Objective: Copy out the data below verbatim.

══ Stored rows

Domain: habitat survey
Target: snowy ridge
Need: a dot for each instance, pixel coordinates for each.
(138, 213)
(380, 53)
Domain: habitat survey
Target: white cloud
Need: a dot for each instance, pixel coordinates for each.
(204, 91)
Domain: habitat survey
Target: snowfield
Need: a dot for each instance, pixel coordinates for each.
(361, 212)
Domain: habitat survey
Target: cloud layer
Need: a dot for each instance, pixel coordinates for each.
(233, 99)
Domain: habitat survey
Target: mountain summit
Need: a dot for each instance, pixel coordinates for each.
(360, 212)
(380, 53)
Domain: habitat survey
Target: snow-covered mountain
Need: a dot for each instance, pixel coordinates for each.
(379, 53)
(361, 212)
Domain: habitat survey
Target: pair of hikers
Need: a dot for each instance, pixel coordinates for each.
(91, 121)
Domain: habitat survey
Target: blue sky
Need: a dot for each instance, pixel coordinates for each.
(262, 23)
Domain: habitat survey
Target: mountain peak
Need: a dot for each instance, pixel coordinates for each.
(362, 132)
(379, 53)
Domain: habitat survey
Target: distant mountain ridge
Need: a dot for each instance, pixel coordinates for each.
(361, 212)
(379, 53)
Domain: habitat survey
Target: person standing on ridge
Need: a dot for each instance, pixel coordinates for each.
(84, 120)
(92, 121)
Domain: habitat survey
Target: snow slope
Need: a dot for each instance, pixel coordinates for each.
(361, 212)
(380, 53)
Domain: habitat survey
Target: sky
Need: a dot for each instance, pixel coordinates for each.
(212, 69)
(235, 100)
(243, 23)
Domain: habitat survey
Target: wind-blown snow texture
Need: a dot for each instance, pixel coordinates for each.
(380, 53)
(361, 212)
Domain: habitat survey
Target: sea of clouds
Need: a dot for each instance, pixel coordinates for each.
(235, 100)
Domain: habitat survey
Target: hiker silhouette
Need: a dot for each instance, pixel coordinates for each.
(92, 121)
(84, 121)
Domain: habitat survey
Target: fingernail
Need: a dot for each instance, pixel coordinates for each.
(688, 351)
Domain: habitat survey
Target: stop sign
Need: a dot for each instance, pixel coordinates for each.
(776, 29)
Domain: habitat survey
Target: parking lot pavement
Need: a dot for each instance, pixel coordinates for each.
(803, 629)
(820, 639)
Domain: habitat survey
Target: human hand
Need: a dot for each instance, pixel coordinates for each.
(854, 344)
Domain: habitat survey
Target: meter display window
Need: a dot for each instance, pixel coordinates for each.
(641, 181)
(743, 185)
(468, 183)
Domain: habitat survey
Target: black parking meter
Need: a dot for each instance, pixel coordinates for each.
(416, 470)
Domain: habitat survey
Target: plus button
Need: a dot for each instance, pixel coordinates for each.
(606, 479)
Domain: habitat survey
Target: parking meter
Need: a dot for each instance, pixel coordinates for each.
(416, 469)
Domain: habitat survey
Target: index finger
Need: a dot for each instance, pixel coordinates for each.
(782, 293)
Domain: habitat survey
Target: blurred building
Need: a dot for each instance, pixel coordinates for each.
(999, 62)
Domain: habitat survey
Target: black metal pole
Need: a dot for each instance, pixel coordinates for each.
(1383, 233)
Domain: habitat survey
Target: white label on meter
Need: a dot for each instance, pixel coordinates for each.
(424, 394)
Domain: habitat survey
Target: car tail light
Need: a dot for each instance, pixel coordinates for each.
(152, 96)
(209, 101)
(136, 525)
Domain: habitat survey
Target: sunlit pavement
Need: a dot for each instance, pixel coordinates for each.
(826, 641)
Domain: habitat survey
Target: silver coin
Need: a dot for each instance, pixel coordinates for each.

════

Final result:
Domain: habitat survey
Target: snowy ridge
Need: a dot for each instance, pixel coordinates for each.
(138, 213)
(380, 53)
Domain: habitat survey
Target: white cloud
Need: a dot for each instance, pixel coordinates for each.
(204, 91)
Domain: habitat survey
Target: snowfield
Need: a dot for each instance, pixel coordinates for each.
(361, 212)
Domain: habitat survey
Target: cloud layer
Need: a dot for each instance, pixel coordinates for each.
(233, 99)
Domain: habitat survey
Target: mountain summit
Need: a dot for each instance, pixel coordinates for each.
(360, 212)
(380, 53)
Domain: habitat survey
Target: snow-covered mountain
Need: a dot for each instance, pixel coordinates for each.
(379, 53)
(361, 212)
Domain: habitat survey
Target: pair of hikers
Need: a dot for each instance, pixel coordinates for each.
(91, 121)
Domain: habitat survey
Target: blue sky
Need: a dot for each instance, pixel coordinates for each.
(262, 23)
Domain: habitat survey
Target: mountain peak
Need: a dot for each instance, pixel coordinates for each.
(362, 132)
(379, 53)
Domain: habitat survey
Target: distant mountain ridge
Need: a dot for each instance, pixel coordinates for each.
(361, 212)
(379, 53)
Domain: habitat survey
Target: person standing on ridge
Need: a dot for each instance, pixel coordinates for each.
(84, 120)
(92, 121)
Domain: habitat survey
Target: snow slope
Need: a dot for each instance, pixel coordinates for each.
(361, 212)
(380, 53)
Domain: habitat survey
Target: sky
Need: a dot for each instance, pixel coordinates for each.
(212, 69)
(235, 100)
(243, 23)
Domain: habitat survey
Target: wind-blown snow texture
Need: a dot for each instance, pixel coordinates for each.
(380, 53)
(361, 212)
Domain: habitat survey
Target: sea of clouds
Need: a dot for each instance, pixel coordinates for each.
(235, 100)
Domain: habitat survey
Target: hiker silhouette
Need: a dot for each instance, pixel coordinates for each.
(92, 121)
(84, 121)
Domain: habitat survey
Target: fingernail
Need: a dot for each instance, pixel coordinates for each.
(688, 351)
Domain: habitat survey
Target: stop sign
Need: a dot for each instance, pixel coordinates for each.
(776, 29)
Domain: habitat survey
Target: parking lot pavement
Need: a dot for each instance, pixel coordinates for each.
(803, 629)
(820, 639)
Domain: habitat survey
Target: human hand
Need: a dot for each instance, pixel coordinates for each.
(854, 344)
Domain: habitat survey
Target: meter display window
Need: a dot for each instance, pixel coordinates for each.
(641, 181)
(743, 185)
(468, 183)
Domain: habitat survey
Target: black parking meter
Need: a dot for each instance, pixel coordinates for each.
(416, 470)
Domain: habitat survey
Target: plus button
Need: a dot for each instance, pixel coordinates for each.
(606, 479)
Domain: habitat survey
Target: parking meter
Need: a dot for each instance, pixel coordinates for each.
(416, 469)
Domain: habitat survey
Target: index finger
Need: a dot for each instance, pixel coordinates for each.
(782, 293)
Domain: habitat survey
Target: blurred building
Need: a dot for each instance, pixel coordinates for each.
(999, 62)
Domain: habitat survey
Target: black metal pole
Need: a dot for each instance, pixel coordinates for each.
(1383, 233)
Domain: habitat survey
Target: white label on meter
Need: a dot for each instance, pixel coordinates for each.
(424, 394)
Domain: habitat survey
Target: car tail light
Need: a dot for each instance, pixel coordinates for each.
(152, 96)
(209, 101)
(136, 525)
Domain: habitat survey
Target: sunlit pavement
Need: a dot for each instance, pixel coordinates for each.
(826, 641)
Domain: habitat survey
Target: silver coin
Need: a dot for each instance, pixel coordinates for each.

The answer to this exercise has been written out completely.